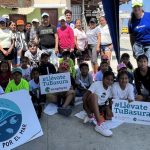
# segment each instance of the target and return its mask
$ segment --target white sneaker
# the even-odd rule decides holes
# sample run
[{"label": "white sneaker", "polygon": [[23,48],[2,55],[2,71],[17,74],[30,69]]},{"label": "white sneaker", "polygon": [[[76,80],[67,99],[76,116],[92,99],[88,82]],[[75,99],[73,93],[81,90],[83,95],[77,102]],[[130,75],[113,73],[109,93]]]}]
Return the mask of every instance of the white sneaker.
[{"label": "white sneaker", "polygon": [[103,136],[112,136],[113,133],[111,130],[107,129],[104,125],[104,123],[101,123],[100,126],[99,125],[96,125],[95,126],[95,131],[99,132],[101,135]]},{"label": "white sneaker", "polygon": [[84,118],[83,123],[87,123],[87,122],[92,123],[92,124],[94,124],[94,125],[97,124],[96,119],[95,119],[94,117],[89,118],[88,116],[86,116],[86,117]]}]

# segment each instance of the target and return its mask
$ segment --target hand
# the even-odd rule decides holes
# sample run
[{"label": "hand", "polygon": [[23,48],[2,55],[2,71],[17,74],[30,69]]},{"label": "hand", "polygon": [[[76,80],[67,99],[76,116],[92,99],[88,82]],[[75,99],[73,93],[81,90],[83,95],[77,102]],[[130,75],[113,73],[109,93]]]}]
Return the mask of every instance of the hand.
[{"label": "hand", "polygon": [[131,102],[133,102],[133,100],[128,99],[128,102],[131,103]]},{"label": "hand", "polygon": [[55,54],[58,54],[58,52],[59,52],[58,48],[55,48]]},{"label": "hand", "polygon": [[2,53],[3,53],[5,56],[8,56],[8,54],[9,54],[9,53],[8,53],[7,51],[5,51],[5,50],[3,50]]},{"label": "hand", "polygon": [[74,51],[74,49],[73,49],[73,48],[71,48],[71,49],[70,49],[70,52],[73,52],[73,51]]},{"label": "hand", "polygon": [[99,52],[100,52],[100,48],[99,48],[99,47],[96,47],[96,51],[99,53]]},{"label": "hand", "polygon": [[144,97],[142,95],[137,95],[135,98],[137,101],[143,101]]}]

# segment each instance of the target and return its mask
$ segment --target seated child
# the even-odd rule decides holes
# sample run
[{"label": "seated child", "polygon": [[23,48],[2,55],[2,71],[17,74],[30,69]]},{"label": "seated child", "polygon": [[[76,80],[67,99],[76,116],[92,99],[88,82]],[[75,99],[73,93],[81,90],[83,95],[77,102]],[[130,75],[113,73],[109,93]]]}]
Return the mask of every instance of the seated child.
[{"label": "seated child", "polygon": [[135,100],[134,87],[129,83],[129,77],[127,71],[121,71],[118,73],[118,82],[115,82],[112,86],[112,97],[118,100],[128,100],[132,102]]},{"label": "seated child", "polygon": [[41,118],[42,105],[46,102],[46,95],[41,95],[40,93],[39,75],[39,69],[33,68],[31,71],[32,80],[29,82],[29,86],[33,105],[35,110],[37,110],[38,118]]},{"label": "seated child", "polygon": [[8,61],[0,62],[0,86],[5,91],[9,80],[11,79],[11,69]]},{"label": "seated child", "polygon": [[84,119],[84,123],[88,121],[94,121],[95,123],[96,119],[95,130],[103,136],[111,136],[113,134],[103,125],[105,119],[108,120],[112,117],[109,100],[112,98],[111,85],[113,81],[113,72],[106,71],[103,75],[103,80],[94,82],[83,96],[83,108],[88,115],[88,117]]},{"label": "seated child", "polygon": [[0,86],[0,95],[4,94],[3,88]]},{"label": "seated child", "polygon": [[122,54],[121,63],[124,63],[127,67],[127,71],[132,73],[133,65],[130,62],[130,55],[128,53],[123,53]]},{"label": "seated child", "polygon": [[29,58],[29,64],[32,67],[38,67],[42,53],[43,52],[38,48],[37,43],[35,41],[30,41],[28,43],[28,50],[25,52],[24,56]]},{"label": "seated child", "polygon": [[90,85],[93,83],[93,77],[89,73],[89,65],[83,62],[79,66],[80,73],[76,77],[77,94],[76,96],[82,97]]},{"label": "seated child", "polygon": [[40,75],[54,74],[56,69],[53,64],[48,62],[50,55],[47,53],[42,53],[41,62],[39,65]]},{"label": "seated child", "polygon": [[13,68],[12,70],[12,80],[9,81],[5,93],[10,93],[19,90],[29,90],[29,83],[22,78],[21,68]]},{"label": "seated child", "polygon": [[32,71],[32,67],[30,67],[30,65],[29,65],[28,57],[24,56],[24,57],[21,58],[20,68],[22,69],[22,77],[25,80],[30,81],[31,80],[30,74],[31,74],[31,71]]},{"label": "seated child", "polygon": [[137,58],[138,68],[134,71],[135,87],[137,90],[137,101],[150,102],[150,67],[146,55]]},{"label": "seated child", "polygon": [[[118,71],[118,73],[121,71],[127,71],[126,65],[123,63],[118,64],[117,71]],[[133,79],[134,79],[133,74],[129,71],[127,71],[127,73],[128,73],[128,77],[129,77],[129,83],[133,84]]]},{"label": "seated child", "polygon": [[100,70],[96,73],[95,81],[102,81],[103,80],[103,74],[108,71],[108,62],[102,61],[100,64]]},{"label": "seated child", "polygon": [[69,64],[69,72],[73,78],[76,76],[76,70],[75,70],[75,65],[73,60],[70,58],[70,52],[69,51],[64,51],[62,53],[62,58],[60,58],[59,63],[61,64],[62,62],[67,62]]}]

_Task to carry out_: When you reproduce the material, keep every word exact and leave each picture out.

_Task result_:
# segment each instance of the target and return its mask
$ segment --target white sneaker
# the even-odd rule decides holes
# sample run
[{"label": "white sneaker", "polygon": [[23,48],[2,55],[2,71],[17,74],[30,69]]},{"label": "white sneaker", "polygon": [[[76,80],[67,99],[76,116],[92,99],[88,82]],[[75,99],[73,93],[81,90],[83,95],[77,102]],[[130,75],[113,73],[109,93]]]}]
Return the mask of every instance of the white sneaker.
[{"label": "white sneaker", "polygon": [[103,136],[112,136],[113,133],[111,130],[107,129],[104,125],[104,123],[101,123],[100,126],[99,125],[96,125],[95,126],[95,131],[99,132],[101,135]]},{"label": "white sneaker", "polygon": [[84,118],[83,123],[87,123],[87,122],[92,123],[92,124],[94,124],[94,125],[97,124],[96,119],[95,119],[94,117],[89,118],[88,116],[86,116],[86,117]]}]

# segment each instance of the target and return its mask
$ segment --target hand
# the even-odd rule decides holes
# sample run
[{"label": "hand", "polygon": [[23,48],[2,55],[2,71],[17,74],[30,69]]},{"label": "hand", "polygon": [[[76,80],[67,99],[76,116],[92,99],[88,82]],[[75,99],[73,93],[81,90],[83,95],[77,102]],[[130,75],[113,73],[109,93]]]}]
Return the mask of every instance of the hand.
[{"label": "hand", "polygon": [[131,102],[133,102],[133,100],[128,99],[128,102],[131,103]]},{"label": "hand", "polygon": [[55,54],[58,54],[58,52],[59,52],[58,48],[55,48]]},{"label": "hand", "polygon": [[2,53],[3,53],[5,56],[8,56],[8,54],[9,54],[9,53],[8,53],[7,51],[5,51],[5,50],[3,50]]},{"label": "hand", "polygon": [[74,51],[74,49],[73,49],[73,48],[71,48],[71,49],[70,49],[70,52],[73,52],[73,51]]},{"label": "hand", "polygon": [[99,52],[100,52],[100,48],[99,48],[99,47],[96,47],[96,51],[99,53]]},{"label": "hand", "polygon": [[144,97],[142,95],[137,95],[135,98],[137,101],[143,101]]}]

# segment each instance of the target and return its mask
$ segment --target seated child
# the even-odd rule decides holes
# sample run
[{"label": "seated child", "polygon": [[23,48],[2,55],[2,71],[17,74],[30,69]]},{"label": "seated child", "polygon": [[[76,80],[67,99],[76,116],[92,99],[88,82]],[[75,99],[73,93],[81,90],[83,95],[77,102]],[[130,75],[113,73],[109,93]]]}]
Return the mask of every instance of the seated child.
[{"label": "seated child", "polygon": [[135,100],[134,87],[129,83],[129,77],[127,71],[121,71],[118,73],[118,82],[115,82],[112,86],[112,97],[118,100],[128,100],[132,102]]},{"label": "seated child", "polygon": [[41,118],[42,105],[46,102],[46,95],[41,95],[40,93],[39,75],[39,69],[33,68],[31,71],[32,80],[29,82],[29,86],[33,105],[35,110],[37,110],[38,118]]},{"label": "seated child", "polygon": [[8,61],[0,62],[0,86],[5,91],[9,80],[11,79],[11,69]]},{"label": "seated child", "polygon": [[84,119],[84,123],[88,121],[94,121],[95,123],[96,119],[95,130],[103,136],[111,136],[113,134],[103,125],[105,119],[108,120],[112,117],[109,100],[112,98],[111,85],[113,81],[113,72],[106,71],[103,75],[103,80],[94,82],[83,96],[83,108],[88,115],[88,117]]},{"label": "seated child", "polygon": [[0,86],[0,95],[4,94],[3,88]]},{"label": "seated child", "polygon": [[122,54],[121,63],[124,63],[127,67],[127,71],[132,73],[133,65],[130,62],[130,55],[128,53],[123,53]]},{"label": "seated child", "polygon": [[29,58],[29,64],[32,67],[38,67],[42,53],[43,52],[38,48],[37,43],[35,41],[30,41],[28,43],[28,50],[25,52],[24,56]]},{"label": "seated child", "polygon": [[90,85],[93,83],[93,77],[89,73],[89,65],[83,62],[79,66],[80,73],[76,77],[77,94],[76,96],[82,97]]},{"label": "seated child", "polygon": [[40,75],[54,74],[56,69],[53,64],[48,62],[50,55],[47,53],[42,53],[41,62],[39,65]]},{"label": "seated child", "polygon": [[13,68],[12,70],[12,80],[9,81],[5,93],[10,93],[19,90],[29,90],[29,83],[22,78],[21,68]]},{"label": "seated child", "polygon": [[32,71],[32,67],[30,67],[30,65],[29,65],[28,57],[24,56],[24,57],[21,58],[20,68],[22,69],[22,77],[25,80],[30,81],[31,80],[30,74],[31,74],[31,71]]},{"label": "seated child", "polygon": [[137,58],[138,68],[134,71],[135,87],[137,90],[137,101],[150,102],[150,67],[146,55]]},{"label": "seated child", "polygon": [[[118,71],[118,73],[121,71],[127,71],[126,65],[123,63],[118,64],[117,71]],[[133,79],[134,79],[133,74],[129,71],[127,71],[127,73],[128,73],[128,77],[129,77],[129,83],[133,84]]]},{"label": "seated child", "polygon": [[100,70],[96,73],[95,81],[102,81],[103,80],[103,74],[108,71],[108,62],[102,61],[100,64]]},{"label": "seated child", "polygon": [[69,64],[69,72],[73,78],[76,76],[76,70],[75,70],[75,65],[73,60],[70,58],[70,52],[69,51],[64,51],[62,53],[62,58],[60,58],[59,63],[61,64],[62,62],[67,62]]}]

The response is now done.